Data provided
- Opening Delimiter -

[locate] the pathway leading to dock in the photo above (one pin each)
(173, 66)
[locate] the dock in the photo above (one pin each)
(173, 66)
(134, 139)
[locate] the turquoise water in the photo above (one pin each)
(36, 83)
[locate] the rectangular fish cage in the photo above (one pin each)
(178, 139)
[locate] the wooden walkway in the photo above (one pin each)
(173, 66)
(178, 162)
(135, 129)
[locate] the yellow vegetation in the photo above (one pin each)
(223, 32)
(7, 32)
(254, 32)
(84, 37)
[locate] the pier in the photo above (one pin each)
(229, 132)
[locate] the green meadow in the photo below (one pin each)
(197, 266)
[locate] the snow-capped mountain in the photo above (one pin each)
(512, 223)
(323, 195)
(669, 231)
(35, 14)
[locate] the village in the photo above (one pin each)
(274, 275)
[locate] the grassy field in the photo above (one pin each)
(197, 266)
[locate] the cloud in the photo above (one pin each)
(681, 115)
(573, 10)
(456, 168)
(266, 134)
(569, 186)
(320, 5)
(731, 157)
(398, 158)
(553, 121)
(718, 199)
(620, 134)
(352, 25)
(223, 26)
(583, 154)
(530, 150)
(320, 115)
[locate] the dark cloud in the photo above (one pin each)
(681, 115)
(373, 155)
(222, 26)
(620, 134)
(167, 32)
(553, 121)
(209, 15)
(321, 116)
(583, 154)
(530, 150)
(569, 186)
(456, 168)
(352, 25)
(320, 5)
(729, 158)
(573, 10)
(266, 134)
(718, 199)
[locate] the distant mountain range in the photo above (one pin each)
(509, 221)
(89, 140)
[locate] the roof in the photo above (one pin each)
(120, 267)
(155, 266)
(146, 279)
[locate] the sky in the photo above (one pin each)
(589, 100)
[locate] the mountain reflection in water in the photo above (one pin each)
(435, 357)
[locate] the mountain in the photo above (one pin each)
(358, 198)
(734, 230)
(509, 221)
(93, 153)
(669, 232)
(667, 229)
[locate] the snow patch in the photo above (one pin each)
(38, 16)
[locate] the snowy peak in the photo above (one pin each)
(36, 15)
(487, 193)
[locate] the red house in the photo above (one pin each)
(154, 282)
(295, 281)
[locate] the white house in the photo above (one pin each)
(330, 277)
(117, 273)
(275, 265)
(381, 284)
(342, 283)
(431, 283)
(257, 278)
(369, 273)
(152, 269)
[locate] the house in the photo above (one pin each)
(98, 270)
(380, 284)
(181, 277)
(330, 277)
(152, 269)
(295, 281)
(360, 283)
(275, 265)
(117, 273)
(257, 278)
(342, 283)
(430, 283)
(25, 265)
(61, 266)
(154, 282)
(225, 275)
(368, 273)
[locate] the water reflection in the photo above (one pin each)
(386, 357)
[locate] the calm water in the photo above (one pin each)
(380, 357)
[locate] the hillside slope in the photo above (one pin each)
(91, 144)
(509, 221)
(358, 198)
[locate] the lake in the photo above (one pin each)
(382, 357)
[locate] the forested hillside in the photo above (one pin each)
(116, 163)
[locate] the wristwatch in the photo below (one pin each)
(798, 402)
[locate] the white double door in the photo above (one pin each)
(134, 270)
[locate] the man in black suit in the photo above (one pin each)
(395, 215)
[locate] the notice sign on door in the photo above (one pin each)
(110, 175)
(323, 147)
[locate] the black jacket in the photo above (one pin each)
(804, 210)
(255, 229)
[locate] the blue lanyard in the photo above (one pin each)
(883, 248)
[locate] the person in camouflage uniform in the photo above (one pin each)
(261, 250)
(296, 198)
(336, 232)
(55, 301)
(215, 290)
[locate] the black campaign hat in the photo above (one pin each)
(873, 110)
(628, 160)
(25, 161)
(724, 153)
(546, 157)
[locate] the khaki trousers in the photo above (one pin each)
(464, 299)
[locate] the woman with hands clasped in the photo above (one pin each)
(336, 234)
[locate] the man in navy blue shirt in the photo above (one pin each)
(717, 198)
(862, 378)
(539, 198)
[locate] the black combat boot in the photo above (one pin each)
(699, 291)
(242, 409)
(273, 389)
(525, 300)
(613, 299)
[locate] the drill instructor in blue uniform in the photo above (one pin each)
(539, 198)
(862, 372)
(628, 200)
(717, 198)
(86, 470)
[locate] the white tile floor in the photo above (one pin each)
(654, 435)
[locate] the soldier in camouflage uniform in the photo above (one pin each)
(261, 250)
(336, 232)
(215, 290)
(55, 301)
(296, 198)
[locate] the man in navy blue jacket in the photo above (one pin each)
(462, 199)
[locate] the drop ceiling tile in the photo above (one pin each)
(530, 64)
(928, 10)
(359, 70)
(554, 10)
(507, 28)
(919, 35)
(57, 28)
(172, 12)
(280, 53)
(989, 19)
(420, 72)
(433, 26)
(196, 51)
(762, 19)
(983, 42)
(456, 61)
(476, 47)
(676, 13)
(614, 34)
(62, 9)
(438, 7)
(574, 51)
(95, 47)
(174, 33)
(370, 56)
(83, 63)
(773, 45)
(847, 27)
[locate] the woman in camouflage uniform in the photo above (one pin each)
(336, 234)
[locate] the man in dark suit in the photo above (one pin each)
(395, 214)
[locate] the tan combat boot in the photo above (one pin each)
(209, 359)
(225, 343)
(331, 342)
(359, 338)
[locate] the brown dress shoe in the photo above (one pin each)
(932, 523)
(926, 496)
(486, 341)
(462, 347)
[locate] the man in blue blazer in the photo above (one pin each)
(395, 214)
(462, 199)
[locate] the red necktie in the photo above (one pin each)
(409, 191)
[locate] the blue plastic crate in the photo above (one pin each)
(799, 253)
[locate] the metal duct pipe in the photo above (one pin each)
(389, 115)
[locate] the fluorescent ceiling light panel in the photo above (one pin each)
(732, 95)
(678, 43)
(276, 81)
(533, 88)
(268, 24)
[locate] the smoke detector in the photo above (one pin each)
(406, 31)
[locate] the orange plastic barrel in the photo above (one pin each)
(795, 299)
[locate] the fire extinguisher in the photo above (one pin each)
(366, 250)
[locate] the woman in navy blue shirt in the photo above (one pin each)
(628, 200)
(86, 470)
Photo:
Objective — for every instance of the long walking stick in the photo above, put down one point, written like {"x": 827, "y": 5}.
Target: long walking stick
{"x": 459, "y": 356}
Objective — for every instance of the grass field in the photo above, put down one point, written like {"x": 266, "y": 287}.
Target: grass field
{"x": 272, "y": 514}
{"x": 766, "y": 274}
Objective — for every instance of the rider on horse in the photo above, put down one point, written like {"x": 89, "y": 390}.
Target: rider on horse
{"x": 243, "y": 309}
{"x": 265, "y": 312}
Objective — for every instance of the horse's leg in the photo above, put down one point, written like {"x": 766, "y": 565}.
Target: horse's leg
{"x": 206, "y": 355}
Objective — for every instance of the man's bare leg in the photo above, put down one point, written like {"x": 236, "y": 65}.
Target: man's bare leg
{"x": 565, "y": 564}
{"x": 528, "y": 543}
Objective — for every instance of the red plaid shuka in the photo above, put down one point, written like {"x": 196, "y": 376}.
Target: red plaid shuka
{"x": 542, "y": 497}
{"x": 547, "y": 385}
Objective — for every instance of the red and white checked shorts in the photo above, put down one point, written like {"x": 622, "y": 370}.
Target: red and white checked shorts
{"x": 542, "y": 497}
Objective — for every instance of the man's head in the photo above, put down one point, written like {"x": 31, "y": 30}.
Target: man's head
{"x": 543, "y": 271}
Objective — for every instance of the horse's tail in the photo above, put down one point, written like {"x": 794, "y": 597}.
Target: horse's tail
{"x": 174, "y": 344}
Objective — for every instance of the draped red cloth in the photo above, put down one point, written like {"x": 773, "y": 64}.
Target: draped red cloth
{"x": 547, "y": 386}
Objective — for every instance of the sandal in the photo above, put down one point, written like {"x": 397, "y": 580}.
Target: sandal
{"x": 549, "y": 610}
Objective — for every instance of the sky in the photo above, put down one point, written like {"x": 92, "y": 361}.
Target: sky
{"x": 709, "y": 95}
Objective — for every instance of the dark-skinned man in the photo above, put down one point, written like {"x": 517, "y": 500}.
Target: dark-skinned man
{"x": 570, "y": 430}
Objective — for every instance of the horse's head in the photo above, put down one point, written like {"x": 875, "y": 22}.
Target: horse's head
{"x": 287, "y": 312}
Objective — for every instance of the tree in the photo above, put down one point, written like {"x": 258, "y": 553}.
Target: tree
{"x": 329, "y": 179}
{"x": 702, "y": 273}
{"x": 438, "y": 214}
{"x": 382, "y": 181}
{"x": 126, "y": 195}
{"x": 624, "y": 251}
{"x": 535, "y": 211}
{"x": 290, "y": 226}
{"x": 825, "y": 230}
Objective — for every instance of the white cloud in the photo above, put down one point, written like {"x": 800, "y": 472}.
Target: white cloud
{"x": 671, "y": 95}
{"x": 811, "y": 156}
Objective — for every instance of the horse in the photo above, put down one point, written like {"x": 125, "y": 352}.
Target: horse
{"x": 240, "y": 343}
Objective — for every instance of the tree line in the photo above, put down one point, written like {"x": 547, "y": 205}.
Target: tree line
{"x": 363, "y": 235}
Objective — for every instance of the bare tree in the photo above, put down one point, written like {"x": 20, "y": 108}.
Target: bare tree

- Closing Delimiter -

Your assignment
Taking the entries above, restate exactly those lines that fall between the line with "Objective — for every instance of the red and" and the line with "Objective — for every instance of the sky", keeping both of those lines too.

Task response
Objective — for every instance of the red and white checked shorts in the photo above, put down one point, written like {"x": 622, "y": 370}.
Target: red and white checked shorts
{"x": 542, "y": 497}
Objective — for every instance of the man's head in the photo above, put down one point, written like {"x": 31, "y": 30}.
Target: man's head
{"x": 543, "y": 271}
Objective — for every instance of the horse's tail in the photo above, put down one point, written like {"x": 794, "y": 597}.
Target: horse's tail
{"x": 174, "y": 344}
Objective — for every instance of the draped red cloth in the photo above, put down one point, written like {"x": 773, "y": 64}.
Target: draped red cloth
{"x": 547, "y": 386}
Objective — for every instance of the sandal in the photo above, put down one point, written like {"x": 397, "y": 580}.
Target: sandal
{"x": 549, "y": 610}
Objective — for every instance of the sky in the photo above, put down one point, written like {"x": 92, "y": 361}.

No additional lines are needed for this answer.